SOURCE PASSAGE —
□ □ □
A major step toward a happy marriage is accepting differences and working them out with love and respect.
Life is too short to fuss and fret over trivial irritations.
To get offended is easy, but to forgive is within your power as you walk in His steps.
[Husbands] as the church places her burdens on Christ, so a woman needs to place her burdens on her husband. When she shares with you, don’t assume she is asking you to solve the problem. Ask your wife, “Do you want a solution or a listening ear?”
The parent-child relationship is as easy, and as difficult, as love and respect.
The moment we cry to Him for help, He is already pleased. He gives us strength to love our children.
Often both spouses have goodwill but are not deciphering each other’s code. She criticizes out of love, but he “hears” only disrespect. He distances himself to prevent feelings from escalating, which is the honorable thing to do, but she “sees” only his failure to be loving!
You’re the only person in the world who can meet your spouse’s deepest need for love and respect. After all, you alone are married to your spouse.
Focus on the positive in the midst of the negative, and the Energizing Cycle will keep right on humming.
Always remember that Pink and Blue have different wiring, different preferences. Assume your spouse has goodwill toward you, no matter what. Both of you can be right, while being different.
Men are solution oriented, they love to solve problems. They want to be helpful.
To build a lasting legacy, use proven wisdom that you glean from the Lord.
Your marriage is a tool and a test to deepen and demonstrate your love and reverence for Jesus Christ. God is using your spouse to bring you an eternal reward.
Self-interest should never come ahead of your spouse’s interests.
The heart of my communication means the other person cannot get my heart to be unkind, unloving, or disrespectful. Instead, I have made a decision about who I will be independent of the other person. I won’t blame my unkindness on someone else.
Holding back your love or respect will just keep the Crazy Cycle spinning away, but being mature and making the first move could slow it down.
God rewards your obedience to love and respect, even if your spouse does not respond!
Positive changes flood a relationship immediately when both husband and wife cancel the blame game!
You must “ask God from the wealth of his glory to give you power through his Spirit to be strong in your inner selves.”
We send each other messages in “code” based on gender, even though we don’t intend to. What I say is not what you hear, and what you think you heard is not what I meant at all.
Responding to offensive words or actions with your own offensive words and actions is damaging and unproductive.
When a husband feels disrespected, he has a natural tendency to react in ways that feel unloving to his wife. (Perhaps the command to love was given to him precisely for this reason!) When a wife feels unloved, she has a natural tendency to react in ways that feel disrespectful to her husband. (Perhaps the command to respect was given to her precisely for this reason!)
Your husband knows you appreciate his desire to protect and provide when you praise his commitment to provide for you. You empathize when he reveals his male mindset about position, status, or rank at work.
When a husband feels disrespected, it is especially hard to love his wife. When a wife feels unloved, it is especially hard to respect her husband.
God designed the woman to love. He’s not going to command her to agape her husband when He created her to do that in the first place. God is not into redundancy.
We all need to wrestle with the spiritual truth that God is good. If you don’t believe God is good, you won’t trust His word. If you don’t trust His word, you will find excuses to ignore His commands.
□ □ □
RECORD EXTRACTS —
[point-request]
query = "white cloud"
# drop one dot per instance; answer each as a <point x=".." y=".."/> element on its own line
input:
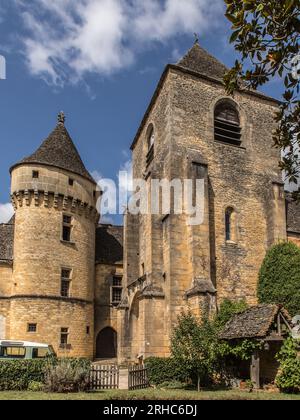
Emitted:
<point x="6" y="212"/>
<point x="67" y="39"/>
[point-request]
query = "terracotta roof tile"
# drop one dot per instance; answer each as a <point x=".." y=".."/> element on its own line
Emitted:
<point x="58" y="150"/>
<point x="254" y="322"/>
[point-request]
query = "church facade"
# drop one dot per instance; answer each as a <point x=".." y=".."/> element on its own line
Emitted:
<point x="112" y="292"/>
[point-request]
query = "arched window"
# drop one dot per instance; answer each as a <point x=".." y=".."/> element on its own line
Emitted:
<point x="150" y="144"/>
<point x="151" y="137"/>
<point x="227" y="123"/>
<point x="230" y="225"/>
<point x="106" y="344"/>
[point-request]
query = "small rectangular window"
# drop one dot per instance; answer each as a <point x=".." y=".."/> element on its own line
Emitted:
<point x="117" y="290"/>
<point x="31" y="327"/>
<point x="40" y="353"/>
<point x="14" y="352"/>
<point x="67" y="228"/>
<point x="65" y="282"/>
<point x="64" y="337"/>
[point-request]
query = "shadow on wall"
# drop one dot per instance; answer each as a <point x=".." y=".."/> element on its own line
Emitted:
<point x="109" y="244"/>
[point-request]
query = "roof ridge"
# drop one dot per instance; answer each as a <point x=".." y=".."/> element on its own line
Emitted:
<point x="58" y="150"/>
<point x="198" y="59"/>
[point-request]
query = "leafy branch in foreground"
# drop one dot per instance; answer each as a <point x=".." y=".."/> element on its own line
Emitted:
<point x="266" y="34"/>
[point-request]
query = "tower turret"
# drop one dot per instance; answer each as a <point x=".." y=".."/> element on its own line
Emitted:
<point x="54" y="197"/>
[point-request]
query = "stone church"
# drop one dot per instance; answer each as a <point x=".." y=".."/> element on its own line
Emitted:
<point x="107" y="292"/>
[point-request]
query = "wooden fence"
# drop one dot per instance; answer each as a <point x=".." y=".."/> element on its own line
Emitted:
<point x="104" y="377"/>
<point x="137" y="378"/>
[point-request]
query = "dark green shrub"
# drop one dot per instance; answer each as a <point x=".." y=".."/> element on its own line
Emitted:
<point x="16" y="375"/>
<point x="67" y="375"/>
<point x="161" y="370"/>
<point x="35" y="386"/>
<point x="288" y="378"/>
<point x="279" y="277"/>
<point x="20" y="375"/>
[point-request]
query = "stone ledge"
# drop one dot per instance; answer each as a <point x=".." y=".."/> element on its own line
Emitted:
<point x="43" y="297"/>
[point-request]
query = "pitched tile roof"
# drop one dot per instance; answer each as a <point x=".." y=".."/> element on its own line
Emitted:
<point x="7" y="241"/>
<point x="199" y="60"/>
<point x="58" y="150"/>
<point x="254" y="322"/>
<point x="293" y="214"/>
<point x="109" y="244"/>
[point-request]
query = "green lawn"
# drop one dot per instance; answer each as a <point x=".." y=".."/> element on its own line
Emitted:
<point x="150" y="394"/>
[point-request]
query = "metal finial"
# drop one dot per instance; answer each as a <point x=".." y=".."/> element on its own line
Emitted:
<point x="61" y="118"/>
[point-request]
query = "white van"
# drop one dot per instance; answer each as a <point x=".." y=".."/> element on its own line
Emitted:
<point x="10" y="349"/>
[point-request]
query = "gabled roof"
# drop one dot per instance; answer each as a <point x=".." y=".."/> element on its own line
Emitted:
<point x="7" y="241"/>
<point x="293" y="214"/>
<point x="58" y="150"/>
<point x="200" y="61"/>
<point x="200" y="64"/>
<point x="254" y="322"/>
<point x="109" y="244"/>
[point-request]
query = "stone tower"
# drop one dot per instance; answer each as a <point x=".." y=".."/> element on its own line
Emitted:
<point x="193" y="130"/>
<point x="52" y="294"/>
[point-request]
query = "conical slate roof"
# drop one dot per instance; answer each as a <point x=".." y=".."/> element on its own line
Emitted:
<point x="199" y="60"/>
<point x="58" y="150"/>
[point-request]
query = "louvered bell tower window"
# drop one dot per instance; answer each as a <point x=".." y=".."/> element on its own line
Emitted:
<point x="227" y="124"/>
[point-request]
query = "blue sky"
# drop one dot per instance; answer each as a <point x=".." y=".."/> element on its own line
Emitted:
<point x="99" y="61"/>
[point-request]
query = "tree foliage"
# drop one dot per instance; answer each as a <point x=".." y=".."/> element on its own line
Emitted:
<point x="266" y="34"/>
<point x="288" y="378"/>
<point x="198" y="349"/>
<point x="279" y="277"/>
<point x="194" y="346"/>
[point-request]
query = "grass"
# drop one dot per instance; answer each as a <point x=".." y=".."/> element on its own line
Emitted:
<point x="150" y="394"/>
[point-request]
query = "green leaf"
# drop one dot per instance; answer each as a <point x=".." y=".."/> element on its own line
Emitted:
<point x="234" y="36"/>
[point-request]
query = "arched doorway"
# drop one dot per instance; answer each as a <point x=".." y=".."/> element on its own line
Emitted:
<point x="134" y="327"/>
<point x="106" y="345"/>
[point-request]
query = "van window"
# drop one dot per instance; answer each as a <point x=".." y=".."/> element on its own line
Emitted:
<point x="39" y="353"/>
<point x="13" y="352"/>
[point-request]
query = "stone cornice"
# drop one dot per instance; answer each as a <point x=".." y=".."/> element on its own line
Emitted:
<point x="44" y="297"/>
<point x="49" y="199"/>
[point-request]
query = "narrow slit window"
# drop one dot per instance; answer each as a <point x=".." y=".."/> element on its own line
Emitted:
□ □ □
GIVEN INSTRUCTION A —
Please answer these from the passage on love and respect in marriage:
(i) What question should a husband ask his wife when she shares something with him?
(ii) What does a wife do out of love that her husband "hears" only as disrespect?
(iii) What will keep the Crazy Cycle spinning?
GIVEN INSTRUCTION B — Write a few more lines that carry on the passage on love and respect in marriage after its final quote.

EXERCISE RESULT A —
(i) "Do you want a solution or a listening ear?"
(ii) She criticizes.
(iii) Holding back your love or respect.

EXERCISE RESULT B —
There is power and freedom that comes in understanding that no one can cause you to react in a certain way. It is your choice.
Marriage is a test of how you unconditionally love and respect your spouse as you obey, honor, and please the Lord.
To not forgive is to shoot yourself in the foot and put extra gas in the Crazy Cycle.
God’s commands are not burdensome, but are given to us to spare us from more pain. Why would God command you to do something that doesn’t work?
As mature men, we need to take leadership and put this out on the table. We must acknowledge our feelings- we need to feel respected. However, as we do this we must acknowledge our wife’s feelings- she needs to feel loved!
A parent needs to feel respected, especially during conflicts...A child need to feel loved, especially during disputes.
Pink and Blue perceptions not only affect seeing, they affect hearing as well. Women hear with pink hearing aids and men hear with blue hearing aids. Even more important to understand as you and your spouse seek to gain better communication, you can hear the very same words, but each of you will hear different messages.
Through Jesus and Peter, God set forth His standard for living in the unconditional dimension: choose to be loving even when the other person is not; do what is right regardless of the treatment you receive. I believe this standard applies directly to marriage. A husband who speaks lovingly to his disrespectful wife will be rewarded; and a wife who speaks respectfully to her unloving, not-worthy-of-respect husband will be rewarded. Whether you are husband or wife, the reward is what can keep you going in the midst of the craziness: knowing that God commends you, knowing that you have found his favor for your words and actions.
God is not trying to trick you or mess with you. Trust that He wants to reveal Himself to you just as much as He wants to reveal Himself to the world.
Unconditional respect is as powerful to him as unconditional love is to her.
We all need love and respect equally. But, during conflict our felt needs are as different as pink is from blue.
When Jesus said “turn the other cheek,” He wasn’t saying to be passive wimps. He was teaching that physically people can control you but if you turn and give the other cheek, suddenly you’re in control and you’re making the choices.
The woman absolutely needs love, and the man absolutely needs respect. It’s as simple- and as difficult- as that.